> **Records supplied**:
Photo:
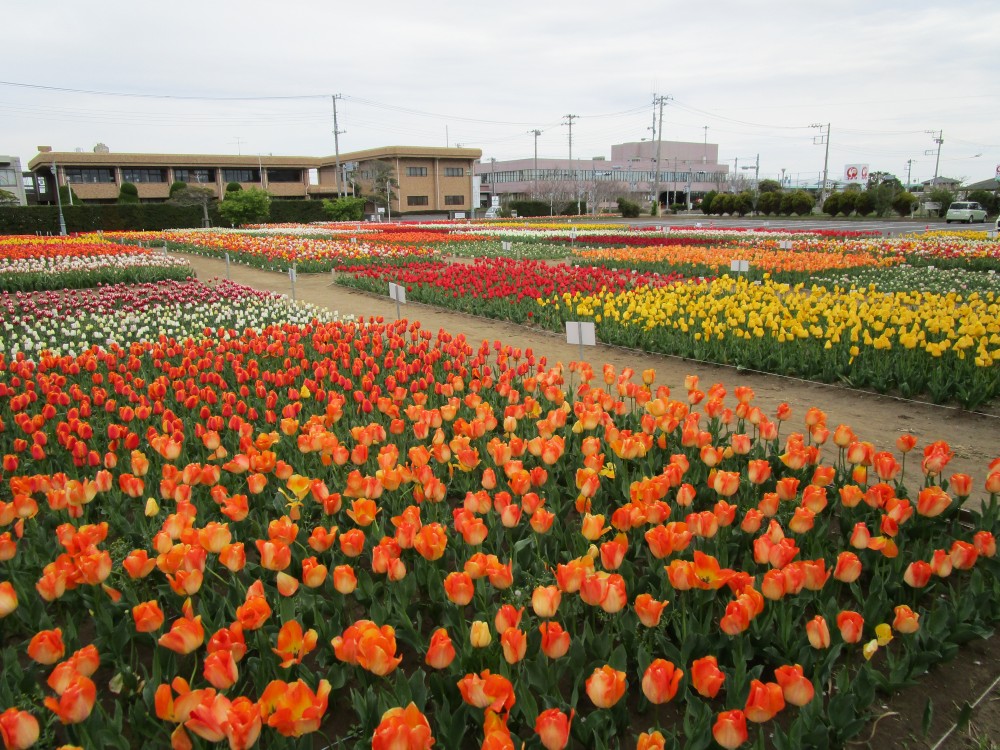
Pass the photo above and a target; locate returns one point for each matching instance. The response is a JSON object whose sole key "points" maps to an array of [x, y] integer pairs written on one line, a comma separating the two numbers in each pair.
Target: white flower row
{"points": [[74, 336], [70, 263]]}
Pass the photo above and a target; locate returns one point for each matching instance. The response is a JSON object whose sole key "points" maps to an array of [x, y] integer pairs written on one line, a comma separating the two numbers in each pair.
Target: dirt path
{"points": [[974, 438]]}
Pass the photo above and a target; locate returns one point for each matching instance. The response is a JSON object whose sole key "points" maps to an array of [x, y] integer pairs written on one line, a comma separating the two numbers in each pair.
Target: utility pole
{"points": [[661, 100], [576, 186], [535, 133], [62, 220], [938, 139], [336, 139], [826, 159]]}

> **Exercise**: In your copy, include no pictures; print every line above exactly.

> **Result of this task**:
Photo:
Pass the photo above and a target; locate returns one point for each matching instance. The response is a JSON object whose sole key "points" maps to an array of [x, y] integer pairs written on one line, a comma separating the two numbers in each pair.
Target: white flower row
{"points": [[74, 336], [70, 263]]}
Pass the photo above and a target; locate returns one point for each matching instance. The response is a JSON object whose sole key "points" maps to an array of [x, y] integer pairs written on one line, a comma separating the two numbers in each pair.
Target: dirt path
{"points": [[974, 438]]}
Pass the photo above and a target; locate returns one point for each matching instance. The response is a JSON object whose sole key "points" maps to an array of [x, y] integer pairs written on one line, a comma separating the two numbers in each pair.
Target: utility pole
{"points": [[661, 100], [576, 186], [535, 133], [62, 220], [938, 139], [336, 139], [826, 159]]}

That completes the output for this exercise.